Je voudrais parler un peu des Autochtones qui reprennent ici leurs activités de pêche. Je vous ai dit que nous étions des gens très fiers. Les Acadiens sont un peuple très fier et ils ont d'excellentes raisons de l'être, non seulement les Acadiens, mais tous les gens qui se sont établis sur la côte Est qui ont travaillé dur à la pêche et ont vu cette activité décliner, et devenir non rentable. Il n'a pas été facile d'obtenir l'argent nécessaire pour acheter des bateaux. Nous avons parfois utilisé des bateaux qui n'auraient jamais dû prendre la mer. Nous nous sommes presque noyés plusieurs fois. Et j'ai eu le mal de mer pendant plus de 20 ans chaque fois que je prenais le large et après, cela ne voulait plus rien dire? Tout d'un coup, nous avions simplement... disparu?
Je crois que les Autochtones sont aussi fiers que nous le sommes de notre héritage et qu'ils sont prêts à pêcher à l'intérieur d'un même système, comme des frères ou comme des amis, pourquoi est-ce que cela ne pourrait-il pas se faire?

Jeu de données =
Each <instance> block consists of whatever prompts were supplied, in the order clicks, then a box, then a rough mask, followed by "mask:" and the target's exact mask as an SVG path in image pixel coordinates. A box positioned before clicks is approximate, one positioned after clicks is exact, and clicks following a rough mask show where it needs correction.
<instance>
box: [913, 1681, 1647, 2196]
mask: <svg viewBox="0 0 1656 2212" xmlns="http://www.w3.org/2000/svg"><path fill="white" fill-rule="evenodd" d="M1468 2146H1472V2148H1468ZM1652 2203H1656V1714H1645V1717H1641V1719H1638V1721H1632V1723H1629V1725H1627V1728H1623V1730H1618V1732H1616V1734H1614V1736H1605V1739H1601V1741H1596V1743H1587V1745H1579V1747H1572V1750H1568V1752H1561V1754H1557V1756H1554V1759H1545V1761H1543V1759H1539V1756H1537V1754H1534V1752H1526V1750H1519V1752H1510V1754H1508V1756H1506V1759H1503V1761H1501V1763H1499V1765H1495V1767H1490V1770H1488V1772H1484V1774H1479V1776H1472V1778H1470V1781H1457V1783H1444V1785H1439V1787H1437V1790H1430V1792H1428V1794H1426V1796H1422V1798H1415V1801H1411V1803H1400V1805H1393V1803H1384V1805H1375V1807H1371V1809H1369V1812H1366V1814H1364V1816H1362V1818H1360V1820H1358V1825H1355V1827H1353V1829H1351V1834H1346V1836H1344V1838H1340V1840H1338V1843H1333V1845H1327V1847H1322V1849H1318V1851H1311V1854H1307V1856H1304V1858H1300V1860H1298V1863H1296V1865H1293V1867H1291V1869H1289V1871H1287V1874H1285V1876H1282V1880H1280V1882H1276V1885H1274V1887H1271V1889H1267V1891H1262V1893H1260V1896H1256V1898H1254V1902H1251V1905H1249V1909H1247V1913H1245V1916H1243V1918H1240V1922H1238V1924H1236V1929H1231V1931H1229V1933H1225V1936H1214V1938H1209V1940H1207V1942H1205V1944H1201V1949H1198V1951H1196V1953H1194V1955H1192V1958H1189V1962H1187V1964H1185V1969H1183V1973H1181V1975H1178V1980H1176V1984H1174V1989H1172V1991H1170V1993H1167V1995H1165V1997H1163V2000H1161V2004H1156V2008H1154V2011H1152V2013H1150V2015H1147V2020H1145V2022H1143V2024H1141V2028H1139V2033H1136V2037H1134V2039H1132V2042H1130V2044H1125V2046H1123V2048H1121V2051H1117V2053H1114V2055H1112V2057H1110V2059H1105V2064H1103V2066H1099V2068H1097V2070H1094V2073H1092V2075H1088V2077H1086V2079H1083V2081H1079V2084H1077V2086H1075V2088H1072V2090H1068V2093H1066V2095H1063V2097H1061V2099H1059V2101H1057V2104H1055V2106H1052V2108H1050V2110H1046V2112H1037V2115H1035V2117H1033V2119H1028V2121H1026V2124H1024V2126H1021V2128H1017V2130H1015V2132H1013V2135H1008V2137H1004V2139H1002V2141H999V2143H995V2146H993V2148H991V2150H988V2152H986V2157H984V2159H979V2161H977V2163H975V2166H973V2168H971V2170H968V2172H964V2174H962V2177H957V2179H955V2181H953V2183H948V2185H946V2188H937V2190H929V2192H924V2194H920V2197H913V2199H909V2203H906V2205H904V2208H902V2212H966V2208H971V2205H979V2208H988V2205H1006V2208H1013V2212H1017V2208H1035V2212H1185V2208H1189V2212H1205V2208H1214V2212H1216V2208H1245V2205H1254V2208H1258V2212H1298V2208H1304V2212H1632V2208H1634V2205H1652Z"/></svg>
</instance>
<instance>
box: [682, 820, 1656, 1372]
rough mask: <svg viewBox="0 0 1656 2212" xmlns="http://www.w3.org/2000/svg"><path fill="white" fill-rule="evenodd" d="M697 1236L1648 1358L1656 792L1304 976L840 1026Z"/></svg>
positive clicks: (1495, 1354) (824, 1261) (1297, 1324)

Tâche à faire =
Renvoyez tel quel, en entier, l'extrait ci-dessus sur les pêcheurs acadiens et autochtones, s'il vous plaît.

Réponse attendue =
Je voudrais parler un peu des Autochtones qui reprennent ici leurs activités de pêche. Je vous ai dit que nous étions des gens très fiers. Les Acadiens sont un peuple très fier et ils ont d'excellentes raisons de l'être, non seulement les Acadiens, mais tous les gens qui se sont établis sur la côte Est qui ont travaillé dur à la pêche et ont vu cette activité décliner, et devenir non rentable. Il n'a pas été facile d'obtenir l'argent nécessaire pour acheter des bateaux. Nous avons parfois utilisé des bateaux qui n'auraient jamais dû prendre la mer. Nous nous sommes presque noyés plusieurs fois. Et j'ai eu le mal de mer pendant plus de 20 ans chaque fois que je prenais le large et après, cela ne voulait plus rien dire? Tout d'un coup, nous avions simplement... disparu?
Je crois que les Autochtones sont aussi fiers que nous le sommes de notre héritage et qu'ils sont prêts à pêcher à l'intérieur d'un même système, comme des frères ou comme des amis, pourquoi est-ce que cela ne pourrait-il pas se faire?